# [Tasks to perform]
1. Answer these about the crisis management posts:
(a) On what date was the Google Buzz post published?
(b) According to that post, what happens to each Gmail user's messages?
(c) How large is the penalty BAE incurred for violating the FCPA?
2. Carry the crisis management posts forward from their final sentence, keeping the same voice and subject.

# [Source passage]
-- Start --

Crisis Management Archive

Bad Vibes: You Can’t Turn off Google Buzz…

February 12th, 2010

… because it’s an incredibly cumbersome and confusing series of steps.  If you’re just finding out, Google Buzz is the company’s foray into the social networking wars, but one whose rollout has been, ahem, socially awkward at best.  The problem is that each Gmail user’s messages are immediately exposed to the new network, raising significant privacy concerns.

Just search Google for “how to disable Google buzz” or “how to turn off Google buzz” and look at the dizzying series of results; click through those pages and you see how it only gets worse from there.  Perhaps it’s a fair argument too to say that if it’s this hard to ignore Google Buzz, then you can’t truly turn off the service.

As social networks evolve and wrestle with privacy issues, the new kids on the block must anticipate the negative publicity that will inevitably arise.  One of the most important steps in crisis public relations is looking down the road to understand stakeholder reaction.  Looks like Google passed that step and pushed Buzz way too fast on everyone.

Crisis Corner: Companies Must Prepare Messaging for FCPA Investigation

February 8th, 2010

As the Department of Justice steps up enforcement of the Foreign Corrupt Practices Act, chances are that companies with household names will get snared in the coming dragnet.

If a company cares about their corporate identity, they must take active crisis public relations steps before a crisis occurs.  Think of it this way – a small investment in crisis management can prevent more fuel being thrown on the publicity fire.  If you don’t believe preparation matters, tell that to BAE as they start clawing out of the $400 million penalty they’ve incurred from violating the FCPA.  Having your company executives arrested and paraded out during a trade show is about as bad a publicity hit as you’ll ever get.

So, what can companies do?  The basic crisis public relations tactics often focus on simple messaging.  For example, if the executives know the crisis is around the corner, a holding statement can be drafted well in advance that alerts the media to the problem, and explains that more details will be forthcoming.  Forget about hiding the problem – the reporters will find out anyway.  And, this step satiates the media machine and buys time for the publicist to recommend next steps.  By doing so, the company gets out ahead of the story and controls the narrative.

-- End --

# [Entries provided]
-- Start --

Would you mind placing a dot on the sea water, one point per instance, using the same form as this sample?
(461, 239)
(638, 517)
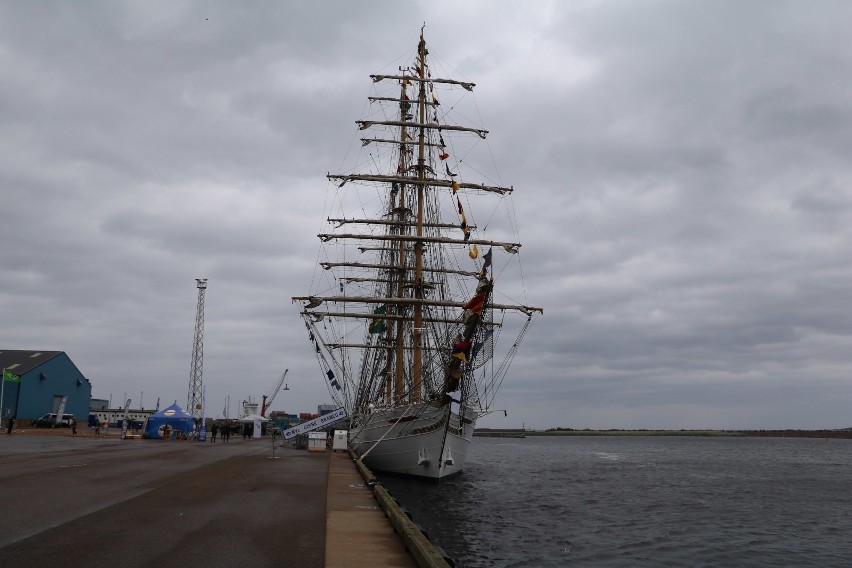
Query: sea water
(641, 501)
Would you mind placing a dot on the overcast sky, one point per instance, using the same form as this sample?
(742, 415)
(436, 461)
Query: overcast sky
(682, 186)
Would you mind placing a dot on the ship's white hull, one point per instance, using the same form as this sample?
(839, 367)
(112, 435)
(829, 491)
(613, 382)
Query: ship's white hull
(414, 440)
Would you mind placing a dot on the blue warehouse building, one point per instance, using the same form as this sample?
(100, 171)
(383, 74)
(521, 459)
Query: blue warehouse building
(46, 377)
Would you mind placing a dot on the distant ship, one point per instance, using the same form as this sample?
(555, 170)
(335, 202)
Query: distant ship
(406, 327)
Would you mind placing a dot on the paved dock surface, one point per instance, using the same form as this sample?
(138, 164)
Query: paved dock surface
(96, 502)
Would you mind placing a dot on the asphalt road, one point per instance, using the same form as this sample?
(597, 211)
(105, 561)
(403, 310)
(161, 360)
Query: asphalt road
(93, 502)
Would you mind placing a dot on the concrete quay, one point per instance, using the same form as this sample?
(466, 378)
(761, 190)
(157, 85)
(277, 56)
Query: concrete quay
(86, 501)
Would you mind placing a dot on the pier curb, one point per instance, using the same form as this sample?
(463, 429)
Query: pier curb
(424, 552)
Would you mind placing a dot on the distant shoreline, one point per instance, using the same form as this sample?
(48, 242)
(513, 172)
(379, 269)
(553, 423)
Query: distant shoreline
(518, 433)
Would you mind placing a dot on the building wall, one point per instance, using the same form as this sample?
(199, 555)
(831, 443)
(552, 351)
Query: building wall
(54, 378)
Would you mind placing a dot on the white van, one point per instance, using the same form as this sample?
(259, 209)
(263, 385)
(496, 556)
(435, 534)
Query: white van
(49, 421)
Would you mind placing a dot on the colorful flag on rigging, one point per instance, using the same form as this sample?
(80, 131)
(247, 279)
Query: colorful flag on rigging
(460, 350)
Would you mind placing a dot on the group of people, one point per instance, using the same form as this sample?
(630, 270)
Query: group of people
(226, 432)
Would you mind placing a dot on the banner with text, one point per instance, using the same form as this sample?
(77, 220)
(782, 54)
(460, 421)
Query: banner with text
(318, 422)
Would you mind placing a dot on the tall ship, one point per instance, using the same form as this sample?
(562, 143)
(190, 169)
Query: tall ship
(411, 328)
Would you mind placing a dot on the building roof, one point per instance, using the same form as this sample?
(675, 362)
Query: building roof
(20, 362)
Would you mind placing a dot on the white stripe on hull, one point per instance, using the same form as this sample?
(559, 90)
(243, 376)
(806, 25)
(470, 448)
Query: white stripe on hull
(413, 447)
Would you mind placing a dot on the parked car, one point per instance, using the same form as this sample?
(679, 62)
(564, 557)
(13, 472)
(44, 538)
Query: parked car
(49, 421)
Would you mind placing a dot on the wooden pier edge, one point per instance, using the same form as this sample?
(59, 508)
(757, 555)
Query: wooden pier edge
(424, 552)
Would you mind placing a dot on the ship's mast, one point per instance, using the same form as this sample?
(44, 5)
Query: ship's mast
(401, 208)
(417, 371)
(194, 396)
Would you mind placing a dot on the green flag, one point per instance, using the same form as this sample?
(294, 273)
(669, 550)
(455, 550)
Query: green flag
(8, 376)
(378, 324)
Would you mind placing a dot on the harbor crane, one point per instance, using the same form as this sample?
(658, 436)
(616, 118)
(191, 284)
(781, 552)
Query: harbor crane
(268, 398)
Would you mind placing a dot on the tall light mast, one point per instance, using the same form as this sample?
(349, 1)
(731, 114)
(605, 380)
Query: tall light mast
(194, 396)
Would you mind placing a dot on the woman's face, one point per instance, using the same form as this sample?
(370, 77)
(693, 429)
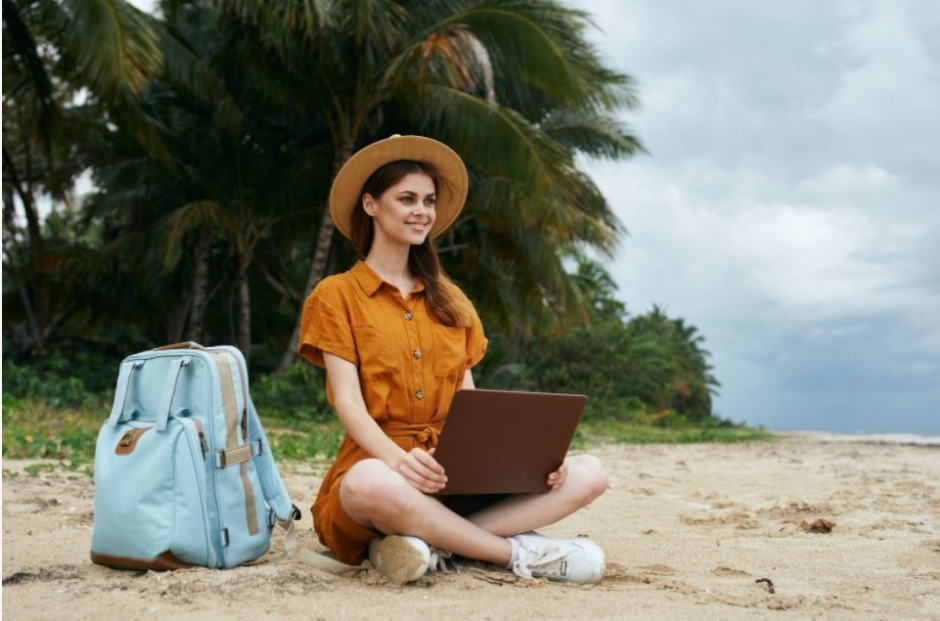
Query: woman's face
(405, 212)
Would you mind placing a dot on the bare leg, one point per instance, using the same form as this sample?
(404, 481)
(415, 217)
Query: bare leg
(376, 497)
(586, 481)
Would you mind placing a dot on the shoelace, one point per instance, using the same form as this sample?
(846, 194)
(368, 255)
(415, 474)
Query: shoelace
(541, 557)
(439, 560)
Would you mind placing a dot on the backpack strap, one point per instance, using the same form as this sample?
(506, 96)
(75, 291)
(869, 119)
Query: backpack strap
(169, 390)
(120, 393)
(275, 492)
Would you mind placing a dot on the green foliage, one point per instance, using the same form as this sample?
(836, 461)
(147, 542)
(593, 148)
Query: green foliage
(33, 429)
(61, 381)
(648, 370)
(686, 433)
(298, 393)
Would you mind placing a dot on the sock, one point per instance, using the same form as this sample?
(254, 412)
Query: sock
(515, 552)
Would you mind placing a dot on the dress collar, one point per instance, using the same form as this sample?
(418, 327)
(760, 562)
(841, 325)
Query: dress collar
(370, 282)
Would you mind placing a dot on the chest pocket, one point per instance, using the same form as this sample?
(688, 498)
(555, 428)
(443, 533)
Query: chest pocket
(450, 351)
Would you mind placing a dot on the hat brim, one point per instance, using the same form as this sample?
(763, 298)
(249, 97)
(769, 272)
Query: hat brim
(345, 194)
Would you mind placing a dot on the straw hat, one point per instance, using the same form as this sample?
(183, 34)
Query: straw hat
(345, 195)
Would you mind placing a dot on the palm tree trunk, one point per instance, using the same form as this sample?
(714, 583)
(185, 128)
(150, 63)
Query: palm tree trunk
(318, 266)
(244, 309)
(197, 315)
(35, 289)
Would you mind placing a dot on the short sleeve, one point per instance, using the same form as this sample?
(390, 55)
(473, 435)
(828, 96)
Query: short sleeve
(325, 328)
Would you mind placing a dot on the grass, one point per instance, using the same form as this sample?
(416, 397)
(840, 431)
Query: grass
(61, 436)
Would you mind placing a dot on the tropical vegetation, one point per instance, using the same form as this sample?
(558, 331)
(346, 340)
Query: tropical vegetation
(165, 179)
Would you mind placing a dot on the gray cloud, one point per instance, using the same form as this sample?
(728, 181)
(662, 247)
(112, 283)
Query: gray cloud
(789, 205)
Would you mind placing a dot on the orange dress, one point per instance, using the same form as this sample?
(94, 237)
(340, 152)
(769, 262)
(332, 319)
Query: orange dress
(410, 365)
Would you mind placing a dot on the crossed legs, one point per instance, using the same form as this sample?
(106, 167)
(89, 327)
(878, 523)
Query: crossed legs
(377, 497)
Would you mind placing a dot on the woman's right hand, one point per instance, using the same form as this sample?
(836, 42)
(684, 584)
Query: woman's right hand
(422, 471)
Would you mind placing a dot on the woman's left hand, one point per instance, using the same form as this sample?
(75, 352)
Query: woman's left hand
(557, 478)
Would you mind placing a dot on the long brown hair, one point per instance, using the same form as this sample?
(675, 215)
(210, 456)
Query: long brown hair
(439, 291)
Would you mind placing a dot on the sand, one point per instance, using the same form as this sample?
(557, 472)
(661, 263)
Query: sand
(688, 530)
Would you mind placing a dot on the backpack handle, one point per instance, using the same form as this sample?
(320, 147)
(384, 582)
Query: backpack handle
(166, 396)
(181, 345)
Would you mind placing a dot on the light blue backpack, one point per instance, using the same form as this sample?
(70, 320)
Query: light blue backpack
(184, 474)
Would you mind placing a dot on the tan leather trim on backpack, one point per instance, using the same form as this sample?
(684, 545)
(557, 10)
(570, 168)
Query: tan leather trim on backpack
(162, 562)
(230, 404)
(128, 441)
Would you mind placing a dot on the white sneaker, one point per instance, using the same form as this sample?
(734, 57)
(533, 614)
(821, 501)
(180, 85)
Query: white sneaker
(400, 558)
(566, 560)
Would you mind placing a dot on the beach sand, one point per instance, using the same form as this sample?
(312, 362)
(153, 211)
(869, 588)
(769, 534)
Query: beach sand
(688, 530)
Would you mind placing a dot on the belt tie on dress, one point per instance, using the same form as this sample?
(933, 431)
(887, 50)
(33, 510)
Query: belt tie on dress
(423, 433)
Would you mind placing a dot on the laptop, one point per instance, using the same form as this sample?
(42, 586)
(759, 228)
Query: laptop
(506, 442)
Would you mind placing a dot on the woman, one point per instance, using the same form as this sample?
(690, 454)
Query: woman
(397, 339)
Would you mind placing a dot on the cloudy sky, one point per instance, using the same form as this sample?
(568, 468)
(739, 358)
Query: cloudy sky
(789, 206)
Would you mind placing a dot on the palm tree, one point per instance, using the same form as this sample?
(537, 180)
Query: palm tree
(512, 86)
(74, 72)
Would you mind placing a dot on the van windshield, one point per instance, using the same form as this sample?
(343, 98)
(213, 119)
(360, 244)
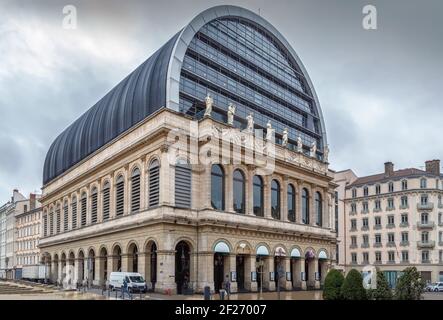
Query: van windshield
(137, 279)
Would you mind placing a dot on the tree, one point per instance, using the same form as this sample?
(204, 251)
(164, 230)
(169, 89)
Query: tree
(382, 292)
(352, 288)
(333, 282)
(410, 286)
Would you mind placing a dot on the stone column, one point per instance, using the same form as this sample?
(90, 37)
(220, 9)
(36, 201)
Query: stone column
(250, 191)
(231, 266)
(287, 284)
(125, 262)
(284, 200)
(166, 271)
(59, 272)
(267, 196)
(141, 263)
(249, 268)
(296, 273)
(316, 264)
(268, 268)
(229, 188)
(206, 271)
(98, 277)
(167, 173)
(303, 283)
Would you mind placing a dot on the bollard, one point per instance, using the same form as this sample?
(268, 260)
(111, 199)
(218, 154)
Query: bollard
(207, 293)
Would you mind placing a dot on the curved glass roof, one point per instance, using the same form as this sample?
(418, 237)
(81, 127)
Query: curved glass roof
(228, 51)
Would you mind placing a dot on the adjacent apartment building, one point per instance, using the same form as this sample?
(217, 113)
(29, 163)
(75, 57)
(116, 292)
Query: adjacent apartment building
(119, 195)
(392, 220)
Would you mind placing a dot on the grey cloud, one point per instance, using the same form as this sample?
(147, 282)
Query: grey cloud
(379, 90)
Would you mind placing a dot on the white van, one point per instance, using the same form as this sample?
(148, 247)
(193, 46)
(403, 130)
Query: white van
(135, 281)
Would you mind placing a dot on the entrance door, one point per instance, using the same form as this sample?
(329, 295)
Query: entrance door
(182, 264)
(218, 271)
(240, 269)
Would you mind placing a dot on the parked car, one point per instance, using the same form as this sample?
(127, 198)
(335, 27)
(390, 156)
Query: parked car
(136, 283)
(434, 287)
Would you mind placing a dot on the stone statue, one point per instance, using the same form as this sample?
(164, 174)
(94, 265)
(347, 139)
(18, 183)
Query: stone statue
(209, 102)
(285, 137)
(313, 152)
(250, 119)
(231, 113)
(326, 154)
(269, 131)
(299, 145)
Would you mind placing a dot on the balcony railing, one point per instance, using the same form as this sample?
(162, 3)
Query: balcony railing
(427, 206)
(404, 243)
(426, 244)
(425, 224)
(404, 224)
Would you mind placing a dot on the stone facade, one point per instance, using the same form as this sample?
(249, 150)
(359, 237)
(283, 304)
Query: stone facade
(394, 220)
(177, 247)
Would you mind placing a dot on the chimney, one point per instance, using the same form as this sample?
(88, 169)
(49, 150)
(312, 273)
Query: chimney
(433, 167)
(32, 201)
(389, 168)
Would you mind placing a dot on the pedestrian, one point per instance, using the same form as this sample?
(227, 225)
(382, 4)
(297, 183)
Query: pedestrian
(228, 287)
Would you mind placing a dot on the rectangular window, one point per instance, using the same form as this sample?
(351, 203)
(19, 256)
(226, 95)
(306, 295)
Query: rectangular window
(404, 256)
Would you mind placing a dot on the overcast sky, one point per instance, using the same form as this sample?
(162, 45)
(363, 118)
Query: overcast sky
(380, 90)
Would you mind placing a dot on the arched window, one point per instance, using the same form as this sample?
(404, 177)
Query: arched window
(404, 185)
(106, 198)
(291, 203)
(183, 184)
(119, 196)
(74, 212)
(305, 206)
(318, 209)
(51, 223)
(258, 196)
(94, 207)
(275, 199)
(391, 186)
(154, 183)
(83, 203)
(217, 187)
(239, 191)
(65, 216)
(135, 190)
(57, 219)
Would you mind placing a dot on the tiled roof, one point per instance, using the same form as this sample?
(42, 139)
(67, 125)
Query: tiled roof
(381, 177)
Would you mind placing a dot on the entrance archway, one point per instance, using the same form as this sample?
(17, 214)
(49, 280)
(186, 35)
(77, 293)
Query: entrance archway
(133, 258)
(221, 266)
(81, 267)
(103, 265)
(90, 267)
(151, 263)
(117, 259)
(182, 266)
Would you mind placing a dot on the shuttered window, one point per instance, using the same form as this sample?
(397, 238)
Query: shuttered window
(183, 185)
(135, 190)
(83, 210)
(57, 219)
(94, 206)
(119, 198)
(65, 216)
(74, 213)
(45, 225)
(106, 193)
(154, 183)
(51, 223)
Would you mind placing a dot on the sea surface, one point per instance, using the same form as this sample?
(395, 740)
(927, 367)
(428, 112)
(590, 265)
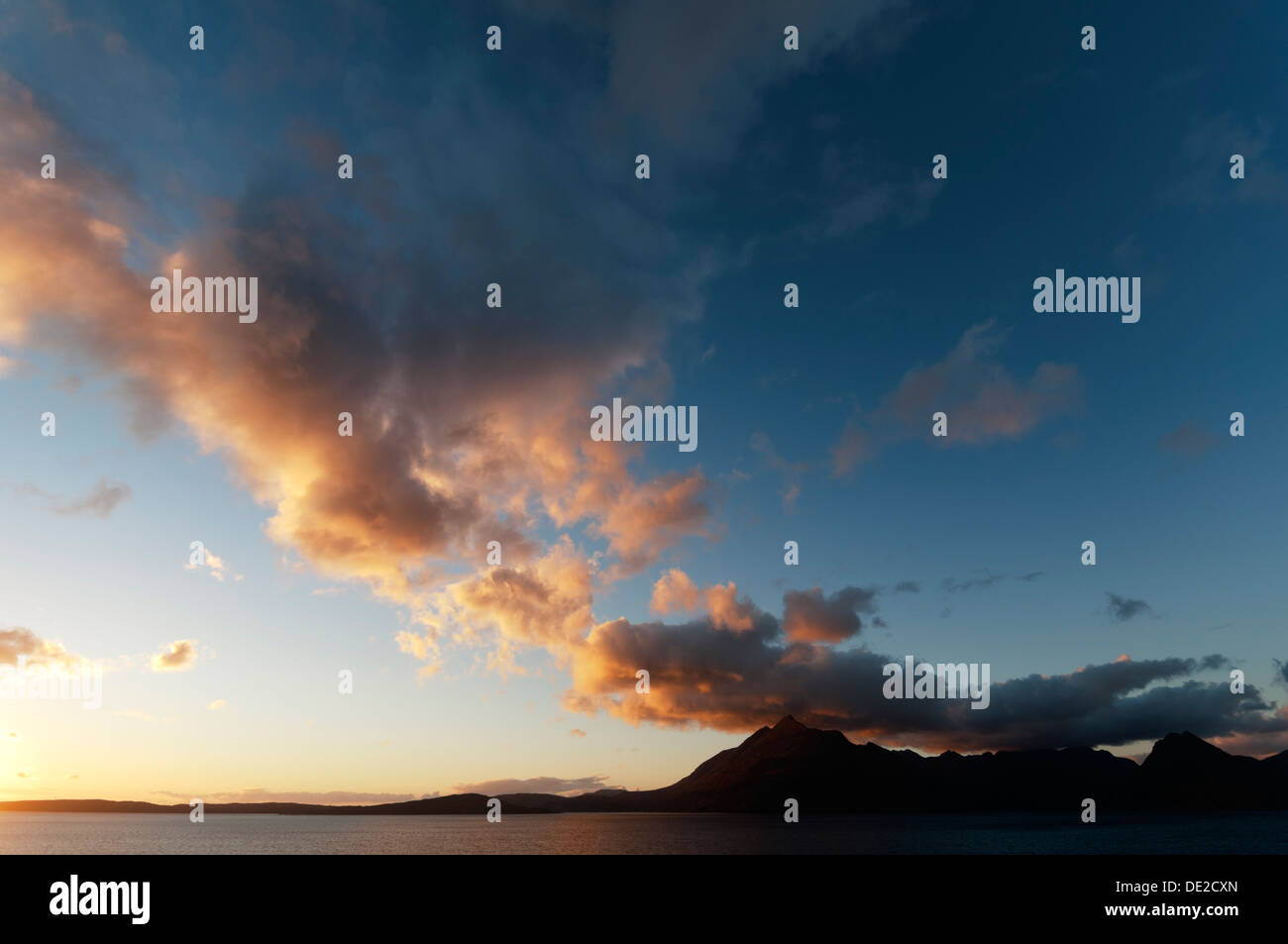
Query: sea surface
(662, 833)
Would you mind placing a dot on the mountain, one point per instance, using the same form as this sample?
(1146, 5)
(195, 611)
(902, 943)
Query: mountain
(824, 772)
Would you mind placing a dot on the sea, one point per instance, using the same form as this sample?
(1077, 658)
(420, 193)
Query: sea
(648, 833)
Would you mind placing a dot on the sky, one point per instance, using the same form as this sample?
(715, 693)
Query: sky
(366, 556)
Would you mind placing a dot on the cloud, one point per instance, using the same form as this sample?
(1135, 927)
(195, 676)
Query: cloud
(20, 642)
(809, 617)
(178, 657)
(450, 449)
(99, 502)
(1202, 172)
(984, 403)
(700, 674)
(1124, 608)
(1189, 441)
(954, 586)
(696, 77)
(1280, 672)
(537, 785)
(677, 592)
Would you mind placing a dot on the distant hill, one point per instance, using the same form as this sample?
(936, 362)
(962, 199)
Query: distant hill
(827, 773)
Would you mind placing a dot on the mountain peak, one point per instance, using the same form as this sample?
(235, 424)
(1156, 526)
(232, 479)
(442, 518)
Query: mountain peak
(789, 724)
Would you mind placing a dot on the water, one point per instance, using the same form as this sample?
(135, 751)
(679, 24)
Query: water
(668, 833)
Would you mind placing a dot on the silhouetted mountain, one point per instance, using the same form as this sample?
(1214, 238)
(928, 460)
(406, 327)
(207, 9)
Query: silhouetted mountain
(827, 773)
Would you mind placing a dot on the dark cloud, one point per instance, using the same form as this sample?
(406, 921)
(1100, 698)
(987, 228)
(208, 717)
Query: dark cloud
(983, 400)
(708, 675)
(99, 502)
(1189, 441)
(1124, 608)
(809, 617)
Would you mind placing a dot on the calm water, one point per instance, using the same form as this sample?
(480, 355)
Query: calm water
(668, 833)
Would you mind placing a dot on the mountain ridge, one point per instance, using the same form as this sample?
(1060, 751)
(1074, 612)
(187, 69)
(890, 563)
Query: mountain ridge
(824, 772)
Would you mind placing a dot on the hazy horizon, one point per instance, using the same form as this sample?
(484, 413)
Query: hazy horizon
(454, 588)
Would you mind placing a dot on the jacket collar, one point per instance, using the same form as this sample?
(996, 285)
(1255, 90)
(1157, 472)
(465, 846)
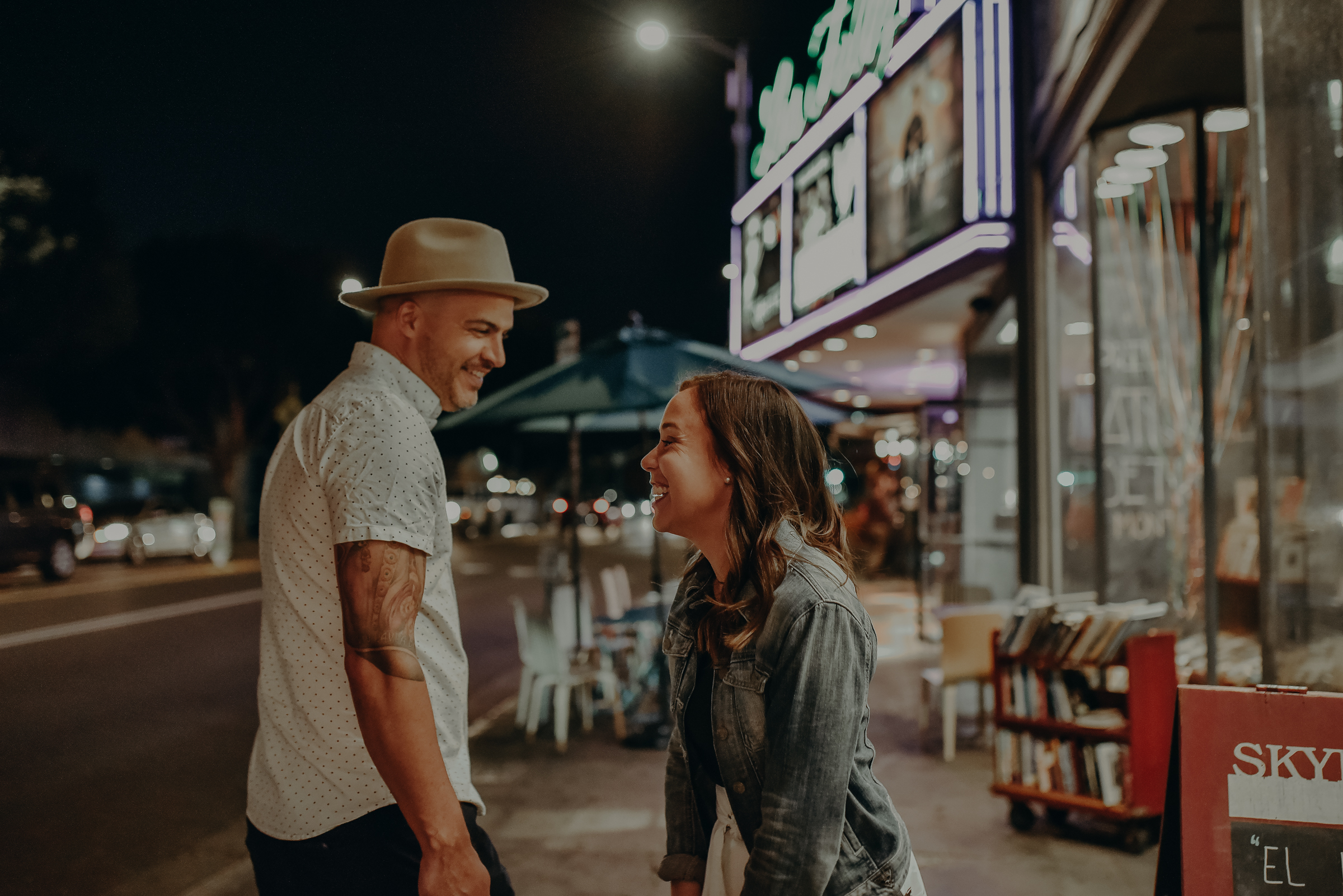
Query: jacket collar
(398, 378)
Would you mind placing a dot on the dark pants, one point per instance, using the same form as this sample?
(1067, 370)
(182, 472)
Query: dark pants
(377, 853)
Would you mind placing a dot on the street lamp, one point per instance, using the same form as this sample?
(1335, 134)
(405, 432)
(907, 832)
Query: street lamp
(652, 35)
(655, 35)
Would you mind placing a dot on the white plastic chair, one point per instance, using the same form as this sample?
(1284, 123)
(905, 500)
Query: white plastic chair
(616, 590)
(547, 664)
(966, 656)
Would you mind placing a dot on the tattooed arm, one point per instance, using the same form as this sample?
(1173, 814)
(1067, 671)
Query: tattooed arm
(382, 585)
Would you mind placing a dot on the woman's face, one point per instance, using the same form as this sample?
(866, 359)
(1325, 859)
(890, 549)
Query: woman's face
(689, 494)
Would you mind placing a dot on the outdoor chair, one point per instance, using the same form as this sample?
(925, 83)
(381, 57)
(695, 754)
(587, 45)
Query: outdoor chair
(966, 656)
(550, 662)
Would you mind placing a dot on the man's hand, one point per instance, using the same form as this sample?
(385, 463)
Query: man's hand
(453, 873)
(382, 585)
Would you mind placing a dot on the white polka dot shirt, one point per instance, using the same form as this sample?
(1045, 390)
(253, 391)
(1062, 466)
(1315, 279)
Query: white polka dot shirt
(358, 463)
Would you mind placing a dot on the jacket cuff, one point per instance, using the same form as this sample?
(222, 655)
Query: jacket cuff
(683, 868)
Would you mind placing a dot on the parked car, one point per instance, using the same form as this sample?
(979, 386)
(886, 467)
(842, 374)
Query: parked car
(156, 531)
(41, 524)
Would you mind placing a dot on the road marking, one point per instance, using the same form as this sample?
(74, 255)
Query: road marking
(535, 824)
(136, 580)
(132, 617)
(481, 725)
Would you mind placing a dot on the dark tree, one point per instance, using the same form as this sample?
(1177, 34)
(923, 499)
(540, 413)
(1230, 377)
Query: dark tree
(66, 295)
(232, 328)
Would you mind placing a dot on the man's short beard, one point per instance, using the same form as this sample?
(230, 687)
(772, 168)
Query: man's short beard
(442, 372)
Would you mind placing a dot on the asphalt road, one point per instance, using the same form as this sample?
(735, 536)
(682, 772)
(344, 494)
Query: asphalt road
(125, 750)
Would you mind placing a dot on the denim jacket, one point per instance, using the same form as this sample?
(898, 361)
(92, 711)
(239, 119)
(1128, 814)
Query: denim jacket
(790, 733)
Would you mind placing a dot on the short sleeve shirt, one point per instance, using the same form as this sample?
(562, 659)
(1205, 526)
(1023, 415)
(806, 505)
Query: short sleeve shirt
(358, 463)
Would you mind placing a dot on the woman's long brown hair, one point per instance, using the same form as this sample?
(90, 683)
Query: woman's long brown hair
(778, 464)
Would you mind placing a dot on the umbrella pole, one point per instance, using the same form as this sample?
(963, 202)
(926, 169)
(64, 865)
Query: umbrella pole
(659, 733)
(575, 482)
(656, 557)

-- End --

# [The answers]
1.
(a) February 12th, 2010
(b) They are immediately exposed to the new network.
(c) $400 million

2.
Your company’s bottom-line matters to an ever growing audience, so make sure your messages get to them – especially when people are raising eyebrows and scratching their heads.

Crisis Corner: Kleen Energy Needs Visibility for Connecticut Explosion

February 7th, 2010

The tragedy at the Kleen Energy plant in Connecticut has been a rapid-fire assault of news today.  But, go to the plant’s website and there is no official statement (at least as of this blog posting).

In crisis public relations, the affected entity must be the first — and most visible — point of communication and messaging when it comes to information and assistance.

No information + no media relations + no website information = bad crisis PR.

Crisis Corner: How Toyota May Turn LaHood Into an Ally

February 3rd, 2010

As is his want, today U.S. Department of Transportation Secretary Ray LaHood, testifying before Congress on the Toyota recall, said that if anyone owned a Toyota, they should “stop driving it.”  Immediately afterward, Toyota’s stock price fell nearly 8%, adding to the almost $30 billion hit the carmaker has taken since the recall on faulty gas pedals began.

Toyota has been under an amazing swarm of bad press and it’ll be a long, hard road back to redemption and better image reputation.  What’s different about today’s mini-crisis public relations drama, though, is that Toyota quickly shored up its position, and in a way that may have pivoted LaHood to be more sensitive when he speaks about the carmaker.

To Toyota’s benefit, LaHood clarified his remarks and said he meant to refer only to recalled models, not the entire Toyota fleet.  Toyota smartly followed up with its own statement that struck the right tone, which thanked LaHood for the clarification.  Instead of being combative and harsh, Toyota took the high road, and by doing so let LaHood save face.  This simple, delicate move by Toyota will keep LaHood from going off-script in his public statements, making it unlikely that the nation’s top transportation official is going to attack the company any time soon.

Crisis Corner: Wells Fargo $350,000 Gamble on Haiti, Image Goes Bust

January 31st, 2010

What’s the point of doing any CSR if you’re willing to toss all goodwill out the window anyway?  That’s the question Wells Fargo executives should be asking themselves, that is if they have competent crisis public relations counsel.  The bank has received considerable criticism for not waiving transaction fees associated with charitable contributions to Haiti earthquake relief.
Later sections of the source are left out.